What you need to do:
Copy out the line containing "white car, giving" and each line after it, through the last one in the material, exactly as written.

START Task data

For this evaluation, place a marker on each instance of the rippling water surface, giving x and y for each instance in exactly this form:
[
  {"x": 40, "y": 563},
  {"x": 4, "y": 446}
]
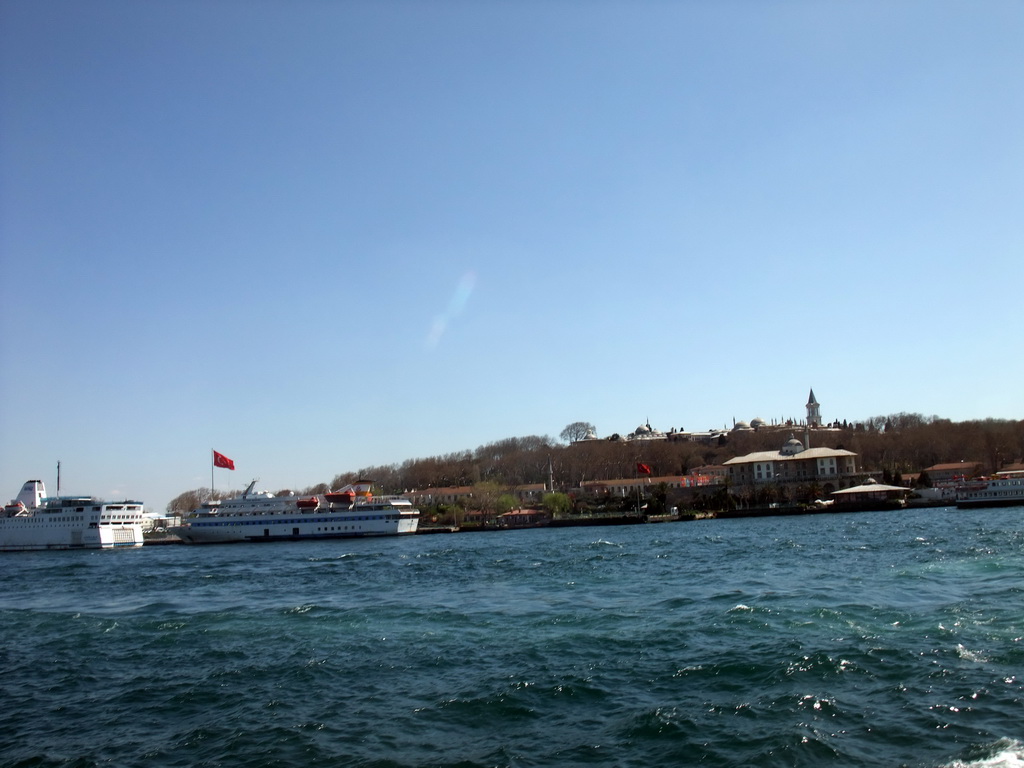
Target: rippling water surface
[{"x": 875, "y": 639}]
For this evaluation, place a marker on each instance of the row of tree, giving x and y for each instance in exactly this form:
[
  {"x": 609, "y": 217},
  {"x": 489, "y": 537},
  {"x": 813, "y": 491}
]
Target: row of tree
[{"x": 896, "y": 443}]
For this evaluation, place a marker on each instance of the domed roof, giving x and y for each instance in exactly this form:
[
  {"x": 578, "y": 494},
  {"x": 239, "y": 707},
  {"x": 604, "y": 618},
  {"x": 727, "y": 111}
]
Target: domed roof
[{"x": 792, "y": 446}]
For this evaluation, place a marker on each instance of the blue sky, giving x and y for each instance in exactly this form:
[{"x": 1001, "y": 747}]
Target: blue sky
[{"x": 323, "y": 236}]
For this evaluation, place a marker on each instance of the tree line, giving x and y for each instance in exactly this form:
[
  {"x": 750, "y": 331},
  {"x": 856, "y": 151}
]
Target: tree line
[{"x": 901, "y": 443}]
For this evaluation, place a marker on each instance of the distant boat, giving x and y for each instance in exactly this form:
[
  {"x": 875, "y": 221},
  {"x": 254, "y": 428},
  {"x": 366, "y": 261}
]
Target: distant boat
[
  {"x": 33, "y": 521},
  {"x": 1005, "y": 489},
  {"x": 260, "y": 516}
]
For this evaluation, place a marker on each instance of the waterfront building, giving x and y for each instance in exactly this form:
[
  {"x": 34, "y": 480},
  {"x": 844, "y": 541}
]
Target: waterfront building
[
  {"x": 793, "y": 463},
  {"x": 943, "y": 473}
]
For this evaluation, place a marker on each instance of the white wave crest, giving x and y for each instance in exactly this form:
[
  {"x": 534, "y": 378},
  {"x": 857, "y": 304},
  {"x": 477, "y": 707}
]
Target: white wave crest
[{"x": 1006, "y": 753}]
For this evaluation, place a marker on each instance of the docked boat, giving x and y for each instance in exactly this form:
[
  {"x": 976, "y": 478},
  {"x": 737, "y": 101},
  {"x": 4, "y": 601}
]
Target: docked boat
[
  {"x": 1003, "y": 489},
  {"x": 260, "y": 516},
  {"x": 33, "y": 521}
]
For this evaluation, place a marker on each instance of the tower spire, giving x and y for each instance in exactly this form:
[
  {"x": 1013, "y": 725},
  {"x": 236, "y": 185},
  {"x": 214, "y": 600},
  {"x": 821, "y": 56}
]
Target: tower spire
[{"x": 813, "y": 411}]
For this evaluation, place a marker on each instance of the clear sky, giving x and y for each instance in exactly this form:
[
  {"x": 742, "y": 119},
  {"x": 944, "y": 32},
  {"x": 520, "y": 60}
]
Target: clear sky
[{"x": 323, "y": 236}]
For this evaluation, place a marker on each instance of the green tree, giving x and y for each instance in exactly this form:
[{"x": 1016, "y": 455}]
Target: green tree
[
  {"x": 577, "y": 431},
  {"x": 557, "y": 505}
]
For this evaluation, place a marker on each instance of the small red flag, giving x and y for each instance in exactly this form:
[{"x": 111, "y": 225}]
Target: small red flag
[{"x": 219, "y": 460}]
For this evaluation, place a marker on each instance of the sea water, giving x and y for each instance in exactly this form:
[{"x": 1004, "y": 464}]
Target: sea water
[{"x": 871, "y": 639}]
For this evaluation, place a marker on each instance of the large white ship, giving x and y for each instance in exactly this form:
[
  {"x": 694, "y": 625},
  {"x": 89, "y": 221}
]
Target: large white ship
[
  {"x": 34, "y": 521},
  {"x": 260, "y": 516},
  {"x": 1004, "y": 489}
]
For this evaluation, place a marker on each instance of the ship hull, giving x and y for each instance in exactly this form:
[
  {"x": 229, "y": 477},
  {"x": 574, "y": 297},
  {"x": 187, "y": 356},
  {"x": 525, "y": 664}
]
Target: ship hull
[{"x": 296, "y": 527}]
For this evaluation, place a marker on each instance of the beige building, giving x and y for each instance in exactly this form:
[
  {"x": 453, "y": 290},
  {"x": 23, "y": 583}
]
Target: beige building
[{"x": 793, "y": 463}]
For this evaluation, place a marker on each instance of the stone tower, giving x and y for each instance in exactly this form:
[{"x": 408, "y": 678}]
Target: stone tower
[{"x": 813, "y": 412}]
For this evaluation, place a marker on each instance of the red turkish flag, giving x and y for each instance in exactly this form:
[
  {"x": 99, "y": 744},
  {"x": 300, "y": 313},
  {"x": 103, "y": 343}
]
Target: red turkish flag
[{"x": 219, "y": 460}]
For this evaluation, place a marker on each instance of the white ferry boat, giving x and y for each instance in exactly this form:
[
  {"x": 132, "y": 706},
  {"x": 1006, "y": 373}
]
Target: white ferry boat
[
  {"x": 1004, "y": 489},
  {"x": 260, "y": 516},
  {"x": 34, "y": 521}
]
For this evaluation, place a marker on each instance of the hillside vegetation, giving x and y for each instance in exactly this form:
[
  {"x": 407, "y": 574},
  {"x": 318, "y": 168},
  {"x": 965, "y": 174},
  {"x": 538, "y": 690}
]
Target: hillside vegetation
[{"x": 896, "y": 443}]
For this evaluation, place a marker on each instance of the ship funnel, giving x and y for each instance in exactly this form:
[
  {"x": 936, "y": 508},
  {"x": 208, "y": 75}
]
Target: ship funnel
[{"x": 32, "y": 494}]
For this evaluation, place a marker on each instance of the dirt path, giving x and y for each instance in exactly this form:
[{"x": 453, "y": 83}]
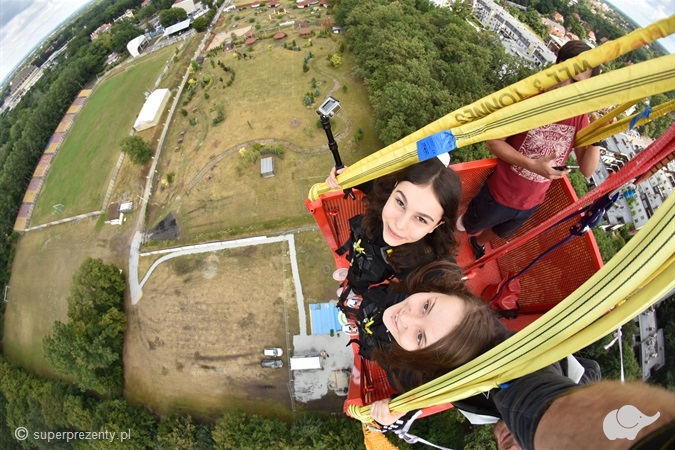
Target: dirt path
[{"x": 292, "y": 147}]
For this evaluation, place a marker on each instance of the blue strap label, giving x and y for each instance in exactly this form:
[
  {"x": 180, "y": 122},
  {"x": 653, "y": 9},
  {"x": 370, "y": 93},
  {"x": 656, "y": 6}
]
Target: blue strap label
[
  {"x": 635, "y": 119},
  {"x": 436, "y": 144}
]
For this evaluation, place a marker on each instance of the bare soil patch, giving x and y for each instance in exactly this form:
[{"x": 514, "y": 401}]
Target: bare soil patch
[{"x": 195, "y": 339}]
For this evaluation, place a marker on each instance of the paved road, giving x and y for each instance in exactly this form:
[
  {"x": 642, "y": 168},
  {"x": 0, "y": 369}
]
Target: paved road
[{"x": 136, "y": 288}]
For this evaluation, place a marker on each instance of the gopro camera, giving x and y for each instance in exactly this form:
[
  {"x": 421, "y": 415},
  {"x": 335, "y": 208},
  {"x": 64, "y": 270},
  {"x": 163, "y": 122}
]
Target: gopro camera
[{"x": 329, "y": 107}]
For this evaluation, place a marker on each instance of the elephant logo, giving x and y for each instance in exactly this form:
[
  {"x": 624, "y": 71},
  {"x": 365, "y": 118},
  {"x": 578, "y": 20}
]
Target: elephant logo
[{"x": 626, "y": 422}]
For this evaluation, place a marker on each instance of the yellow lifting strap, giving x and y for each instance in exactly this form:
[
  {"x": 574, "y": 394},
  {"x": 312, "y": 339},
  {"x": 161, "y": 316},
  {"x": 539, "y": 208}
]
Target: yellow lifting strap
[
  {"x": 602, "y": 129},
  {"x": 634, "y": 279},
  {"x": 513, "y": 109},
  {"x": 374, "y": 440}
]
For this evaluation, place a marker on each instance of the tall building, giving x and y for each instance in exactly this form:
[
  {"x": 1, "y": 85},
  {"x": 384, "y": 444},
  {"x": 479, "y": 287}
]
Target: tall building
[
  {"x": 637, "y": 203},
  {"x": 517, "y": 38}
]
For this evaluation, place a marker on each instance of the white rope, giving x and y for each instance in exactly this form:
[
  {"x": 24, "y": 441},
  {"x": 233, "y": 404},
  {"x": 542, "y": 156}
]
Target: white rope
[{"x": 411, "y": 438}]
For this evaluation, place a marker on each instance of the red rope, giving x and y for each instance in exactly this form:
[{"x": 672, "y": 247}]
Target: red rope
[{"x": 641, "y": 164}]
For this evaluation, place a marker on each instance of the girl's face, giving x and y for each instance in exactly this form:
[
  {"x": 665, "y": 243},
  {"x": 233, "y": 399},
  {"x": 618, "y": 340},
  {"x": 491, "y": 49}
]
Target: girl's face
[
  {"x": 423, "y": 319},
  {"x": 411, "y": 212}
]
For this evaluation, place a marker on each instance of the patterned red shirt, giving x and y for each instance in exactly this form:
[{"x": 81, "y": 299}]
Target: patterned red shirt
[{"x": 517, "y": 187}]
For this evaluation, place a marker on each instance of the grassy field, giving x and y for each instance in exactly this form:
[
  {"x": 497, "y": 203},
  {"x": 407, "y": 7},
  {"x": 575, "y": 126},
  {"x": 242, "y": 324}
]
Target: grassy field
[
  {"x": 196, "y": 337},
  {"x": 80, "y": 173},
  {"x": 265, "y": 103},
  {"x": 40, "y": 283}
]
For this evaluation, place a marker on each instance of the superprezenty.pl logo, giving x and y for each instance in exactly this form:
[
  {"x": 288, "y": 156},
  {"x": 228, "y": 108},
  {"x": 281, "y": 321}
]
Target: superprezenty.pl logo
[{"x": 626, "y": 422}]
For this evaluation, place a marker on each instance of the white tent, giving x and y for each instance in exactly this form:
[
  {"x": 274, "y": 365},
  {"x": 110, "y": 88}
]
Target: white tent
[
  {"x": 180, "y": 26},
  {"x": 136, "y": 45},
  {"x": 152, "y": 109}
]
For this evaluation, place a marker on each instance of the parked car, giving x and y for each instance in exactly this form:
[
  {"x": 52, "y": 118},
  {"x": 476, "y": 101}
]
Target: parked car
[
  {"x": 271, "y": 364},
  {"x": 353, "y": 302},
  {"x": 273, "y": 352}
]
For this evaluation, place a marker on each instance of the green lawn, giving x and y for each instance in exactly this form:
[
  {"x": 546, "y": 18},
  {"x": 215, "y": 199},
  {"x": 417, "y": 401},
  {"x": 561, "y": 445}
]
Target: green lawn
[
  {"x": 265, "y": 102},
  {"x": 82, "y": 169}
]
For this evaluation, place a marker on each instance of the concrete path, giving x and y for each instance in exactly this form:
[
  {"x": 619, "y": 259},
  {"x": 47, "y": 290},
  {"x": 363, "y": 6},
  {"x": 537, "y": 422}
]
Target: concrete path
[{"x": 136, "y": 288}]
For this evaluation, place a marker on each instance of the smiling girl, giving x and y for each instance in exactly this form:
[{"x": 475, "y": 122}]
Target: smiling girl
[
  {"x": 409, "y": 222},
  {"x": 425, "y": 326}
]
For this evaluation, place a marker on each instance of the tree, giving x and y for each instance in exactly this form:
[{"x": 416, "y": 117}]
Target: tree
[
  {"x": 121, "y": 33},
  {"x": 239, "y": 430},
  {"x": 89, "y": 347},
  {"x": 138, "y": 150},
  {"x": 171, "y": 16},
  {"x": 336, "y": 60},
  {"x": 610, "y": 359},
  {"x": 177, "y": 433},
  {"x": 664, "y": 317}
]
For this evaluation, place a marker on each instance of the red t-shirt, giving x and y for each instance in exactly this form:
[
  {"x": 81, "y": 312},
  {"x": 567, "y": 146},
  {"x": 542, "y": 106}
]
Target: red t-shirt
[{"x": 517, "y": 187}]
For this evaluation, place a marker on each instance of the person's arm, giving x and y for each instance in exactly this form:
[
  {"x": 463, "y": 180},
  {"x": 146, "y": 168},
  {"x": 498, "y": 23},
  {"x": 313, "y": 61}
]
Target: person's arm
[
  {"x": 541, "y": 166},
  {"x": 525, "y": 400},
  {"x": 588, "y": 158}
]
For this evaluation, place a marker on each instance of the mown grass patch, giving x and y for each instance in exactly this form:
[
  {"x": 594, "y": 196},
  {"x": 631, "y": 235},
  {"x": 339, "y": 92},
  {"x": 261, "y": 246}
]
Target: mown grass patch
[
  {"x": 265, "y": 103},
  {"x": 80, "y": 173}
]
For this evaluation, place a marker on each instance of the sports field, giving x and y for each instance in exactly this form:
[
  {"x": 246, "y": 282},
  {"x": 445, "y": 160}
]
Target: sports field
[
  {"x": 80, "y": 174},
  {"x": 42, "y": 272},
  {"x": 215, "y": 193}
]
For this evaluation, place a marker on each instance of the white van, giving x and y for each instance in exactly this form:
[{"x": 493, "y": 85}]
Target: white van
[
  {"x": 306, "y": 363},
  {"x": 273, "y": 352}
]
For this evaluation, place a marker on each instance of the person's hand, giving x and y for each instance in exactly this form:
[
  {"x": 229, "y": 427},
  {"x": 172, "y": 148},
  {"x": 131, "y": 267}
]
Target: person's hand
[
  {"x": 543, "y": 166},
  {"x": 331, "y": 181},
  {"x": 381, "y": 413}
]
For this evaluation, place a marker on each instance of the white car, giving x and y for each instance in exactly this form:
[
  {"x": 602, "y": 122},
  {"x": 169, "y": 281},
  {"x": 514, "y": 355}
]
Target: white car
[
  {"x": 273, "y": 352},
  {"x": 353, "y": 303}
]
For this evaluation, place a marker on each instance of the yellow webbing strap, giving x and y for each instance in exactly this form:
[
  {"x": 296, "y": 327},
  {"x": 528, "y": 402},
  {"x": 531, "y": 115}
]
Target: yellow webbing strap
[
  {"x": 638, "y": 276},
  {"x": 620, "y": 86},
  {"x": 543, "y": 80},
  {"x": 374, "y": 440},
  {"x": 403, "y": 153},
  {"x": 592, "y": 133}
]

END Task data

Written solution:
For this evaluation, place a marker on each instance of the white car, giving x and y for each instance in exactly this form:
[
  {"x": 602, "y": 122},
  {"x": 169, "y": 281},
  {"x": 514, "y": 355}
]
Target: white car
[
  {"x": 273, "y": 352},
  {"x": 353, "y": 303}
]
For this evaluation, place a marker on each instance of the yellow webbing strap, giving x and y for each instance in exactly this form:
[
  {"x": 296, "y": 327},
  {"x": 528, "y": 402},
  {"x": 531, "y": 115}
]
Target: yellow webbing strap
[
  {"x": 638, "y": 276},
  {"x": 620, "y": 86},
  {"x": 543, "y": 80},
  {"x": 374, "y": 440},
  {"x": 403, "y": 153},
  {"x": 592, "y": 133}
]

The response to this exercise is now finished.